• **Record list**:
(begin)

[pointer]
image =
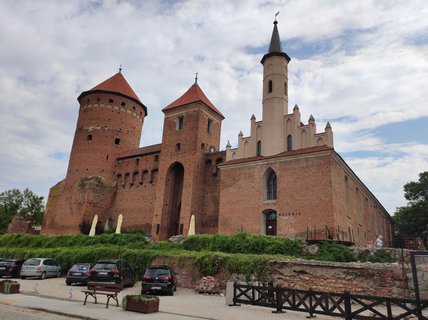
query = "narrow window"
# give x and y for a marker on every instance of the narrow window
(210, 126)
(259, 148)
(179, 123)
(271, 186)
(289, 142)
(270, 85)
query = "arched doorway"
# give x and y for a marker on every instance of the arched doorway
(270, 222)
(173, 197)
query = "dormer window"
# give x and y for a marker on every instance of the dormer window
(179, 125)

(end)

• **The task**:
Every entry must be written out exactly, with all pictures left out.

• **Task answer**:
[pointer]
image =
query = "narrow window"
# give x and y for a marker on every instance of the narrow window
(210, 126)
(259, 148)
(179, 123)
(271, 186)
(289, 142)
(270, 85)
query = "arched doorway"
# give x and y for a marker on every instance of the arched doorway
(270, 222)
(173, 197)
query = "dormer window"
# give x and y for a marker on every instance of the dormer window
(179, 125)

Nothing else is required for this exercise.